**WRITTEN EXERCISE**
Rewrite everything from the line that contains "If you would be so good as to mark the vehicle" down to the end of the records, changing "stone staircase" to "stone stairway" and leaving all else unchanged.

**MATERIAL FOR THE TASK**
+ + +

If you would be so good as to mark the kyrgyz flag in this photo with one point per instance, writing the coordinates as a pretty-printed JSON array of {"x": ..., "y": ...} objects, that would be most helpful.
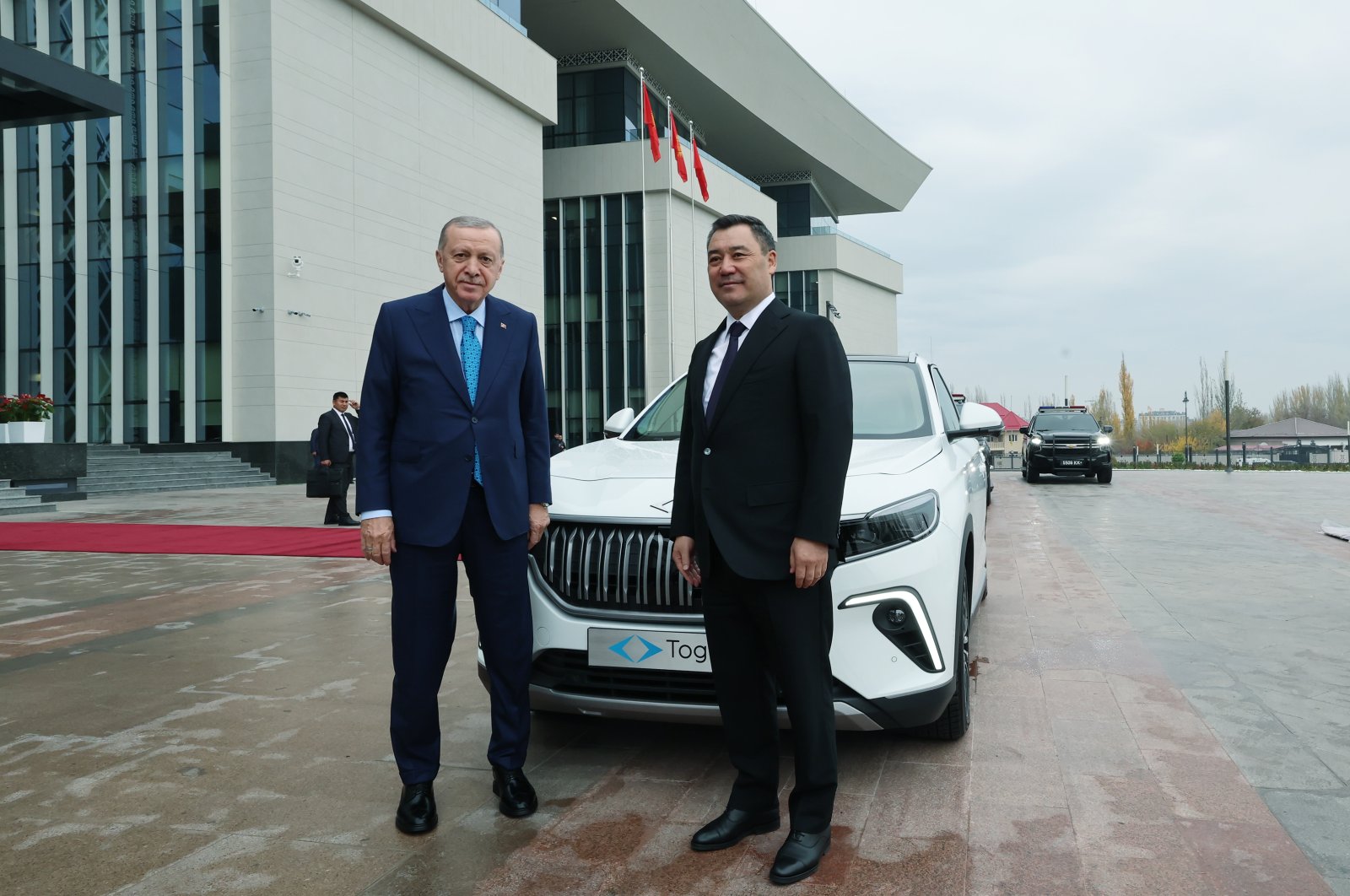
[
  {"x": 699, "y": 166},
  {"x": 678, "y": 151},
  {"x": 651, "y": 126}
]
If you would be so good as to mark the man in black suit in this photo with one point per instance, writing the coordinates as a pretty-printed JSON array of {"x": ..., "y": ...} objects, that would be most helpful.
[
  {"x": 338, "y": 450},
  {"x": 763, "y": 454}
]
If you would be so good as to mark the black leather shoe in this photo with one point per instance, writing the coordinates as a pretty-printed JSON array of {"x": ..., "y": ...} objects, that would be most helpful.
[
  {"x": 800, "y": 857},
  {"x": 416, "y": 808},
  {"x": 731, "y": 828},
  {"x": 515, "y": 792}
]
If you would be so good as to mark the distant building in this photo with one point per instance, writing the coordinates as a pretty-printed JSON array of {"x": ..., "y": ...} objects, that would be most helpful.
[{"x": 1010, "y": 440}]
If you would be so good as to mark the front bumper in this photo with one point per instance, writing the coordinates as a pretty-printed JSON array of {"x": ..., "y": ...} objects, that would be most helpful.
[{"x": 877, "y": 684}]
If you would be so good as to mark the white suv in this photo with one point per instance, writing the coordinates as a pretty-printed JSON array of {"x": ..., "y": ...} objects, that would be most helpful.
[{"x": 618, "y": 633}]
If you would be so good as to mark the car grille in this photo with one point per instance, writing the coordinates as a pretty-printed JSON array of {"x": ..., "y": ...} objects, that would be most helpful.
[
  {"x": 567, "y": 672},
  {"x": 614, "y": 567}
]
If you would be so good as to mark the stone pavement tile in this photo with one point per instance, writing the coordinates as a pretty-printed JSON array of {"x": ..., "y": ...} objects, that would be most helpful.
[
  {"x": 1250, "y": 859},
  {"x": 1033, "y": 781},
  {"x": 908, "y": 749},
  {"x": 1320, "y": 823},
  {"x": 861, "y": 754},
  {"x": 1068, "y": 699},
  {"x": 1010, "y": 727},
  {"x": 1073, "y": 675},
  {"x": 1269, "y": 754},
  {"x": 1167, "y": 726},
  {"x": 1176, "y": 872},
  {"x": 1023, "y": 849},
  {"x": 1006, "y": 679},
  {"x": 921, "y": 802},
  {"x": 1207, "y": 787},
  {"x": 1097, "y": 747},
  {"x": 267, "y": 864},
  {"x": 88, "y": 856},
  {"x": 1127, "y": 815}
]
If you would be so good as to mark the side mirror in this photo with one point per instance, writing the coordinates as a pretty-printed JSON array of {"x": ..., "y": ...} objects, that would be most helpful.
[
  {"x": 618, "y": 421},
  {"x": 978, "y": 420}
]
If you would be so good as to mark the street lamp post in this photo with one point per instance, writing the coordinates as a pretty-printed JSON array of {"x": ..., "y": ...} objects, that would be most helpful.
[{"x": 1185, "y": 425}]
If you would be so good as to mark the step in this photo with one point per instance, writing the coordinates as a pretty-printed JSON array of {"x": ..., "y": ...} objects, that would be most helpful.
[{"x": 105, "y": 493}]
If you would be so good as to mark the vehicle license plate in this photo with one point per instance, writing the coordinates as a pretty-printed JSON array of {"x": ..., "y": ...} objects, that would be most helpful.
[{"x": 629, "y": 648}]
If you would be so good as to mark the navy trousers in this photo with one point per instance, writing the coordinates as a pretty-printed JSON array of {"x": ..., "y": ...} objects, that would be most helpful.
[
  {"x": 424, "y": 582},
  {"x": 763, "y": 636}
]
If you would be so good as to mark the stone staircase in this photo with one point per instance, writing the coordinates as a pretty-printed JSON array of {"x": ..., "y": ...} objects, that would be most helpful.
[
  {"x": 17, "y": 501},
  {"x": 119, "y": 470}
]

+ + +

**RIGHT ANSWER**
If you would be so good as to mark the vehicle license plate in this photo with one point per instance, writing the coordinates as a pretty-printed JSON array of {"x": ..., "y": ...} objects, that would be most helpful.
[{"x": 629, "y": 648}]
If you would be so good as to mark the navy trousers in this photo with one point per instance, writing the coordinates as a pretty-printed JSON array of {"x": ..., "y": ...} objects, that would be most helpful.
[
  {"x": 424, "y": 582},
  {"x": 763, "y": 636}
]
If you would be so good as to mark the stone stairway in this photo with one point per instance, writing the coordinates as a pretty-printed JSON array of {"x": ..., "y": ...} objects, that would be most helpful.
[
  {"x": 17, "y": 501},
  {"x": 119, "y": 470}
]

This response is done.